Work to complete = From first line to last, give the material again unchanged.
/---
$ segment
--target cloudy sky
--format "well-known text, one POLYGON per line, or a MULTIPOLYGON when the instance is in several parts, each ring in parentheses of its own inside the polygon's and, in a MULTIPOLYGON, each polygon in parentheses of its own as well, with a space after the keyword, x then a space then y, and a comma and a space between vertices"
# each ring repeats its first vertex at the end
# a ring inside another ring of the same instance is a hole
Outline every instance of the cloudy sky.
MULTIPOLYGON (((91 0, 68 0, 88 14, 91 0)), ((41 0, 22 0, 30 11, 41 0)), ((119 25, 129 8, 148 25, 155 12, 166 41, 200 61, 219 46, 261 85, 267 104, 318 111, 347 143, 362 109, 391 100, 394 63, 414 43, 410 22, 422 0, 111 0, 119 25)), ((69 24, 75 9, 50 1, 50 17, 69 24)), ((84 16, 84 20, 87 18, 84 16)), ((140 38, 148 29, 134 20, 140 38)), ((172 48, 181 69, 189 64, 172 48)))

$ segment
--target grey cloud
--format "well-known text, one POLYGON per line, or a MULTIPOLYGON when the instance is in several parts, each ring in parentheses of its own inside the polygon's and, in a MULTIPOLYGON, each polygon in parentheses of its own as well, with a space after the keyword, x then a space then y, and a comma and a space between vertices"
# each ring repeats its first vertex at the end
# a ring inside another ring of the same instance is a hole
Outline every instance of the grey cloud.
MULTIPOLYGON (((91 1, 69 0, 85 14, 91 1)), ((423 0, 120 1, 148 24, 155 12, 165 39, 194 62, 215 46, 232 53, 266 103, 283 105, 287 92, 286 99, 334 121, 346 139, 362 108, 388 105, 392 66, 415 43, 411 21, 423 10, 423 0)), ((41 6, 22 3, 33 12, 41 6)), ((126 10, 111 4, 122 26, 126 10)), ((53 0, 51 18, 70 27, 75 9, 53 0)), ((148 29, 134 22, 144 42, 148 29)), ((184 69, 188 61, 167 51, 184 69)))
\---
Response to this task =
$ segment
--target cloudy sky
--format "well-known text, one POLYGON per line, or a MULTIPOLYGON when the instance is in several parts, each ring in parentheses of its own inside the polygon's and, in a MULTIPOLYGON, each polygon in parentheses of its own as well, with a space after the keyword, x then a space then y, and a comma and a space between vertices"
# each ring repeats its first vertex at the end
# a ring inside another ring of the same instance is a hole
Outline every instance of the cloudy sky.
MULTIPOLYGON (((91 0, 68 0, 88 14, 91 0)), ((41 0, 22 0, 30 11, 41 0)), ((119 25, 129 8, 148 25, 155 12, 166 41, 200 61, 219 46, 261 85, 267 104, 318 111, 347 143, 362 109, 391 100, 394 63, 414 43, 410 22, 422 0, 111 0, 119 25)), ((69 24, 75 9, 50 1, 50 17, 69 24)), ((84 16, 84 20, 87 18, 84 16)), ((140 38, 148 29, 134 20, 140 38)), ((172 48, 181 69, 189 64, 172 48)))

$ segment
--target grey cloud
--format "well-known text, one POLYGON per line, or a MULTIPOLYGON when the instance is in several parts, each ring in parentheses of its own inside the polygon's and, in a MULTIPOLYGON, each polygon in parentheses of its own as well, with a space after the keyword, x then a space then y, and a comma and a space between vertices"
# each ring repeats its first vertex at the end
# a ring inside another ring of the same instance is a hole
Outline every instance of the grey cloud.
MULTIPOLYGON (((91 1, 69 0, 85 14, 91 1)), ((423 0, 120 1, 148 24, 155 12, 165 39, 194 62, 215 46, 232 53, 266 103, 283 105, 287 92, 286 99, 334 121, 346 139, 362 108, 388 105, 392 66, 415 43, 411 21, 423 10, 423 0)), ((41 6, 22 3, 33 12, 41 6)), ((126 10, 111 4, 122 26, 126 10)), ((53 0, 51 18, 70 27, 75 9, 53 0)), ((148 29, 134 22, 144 42, 148 29)), ((184 69, 188 61, 167 51, 184 69)))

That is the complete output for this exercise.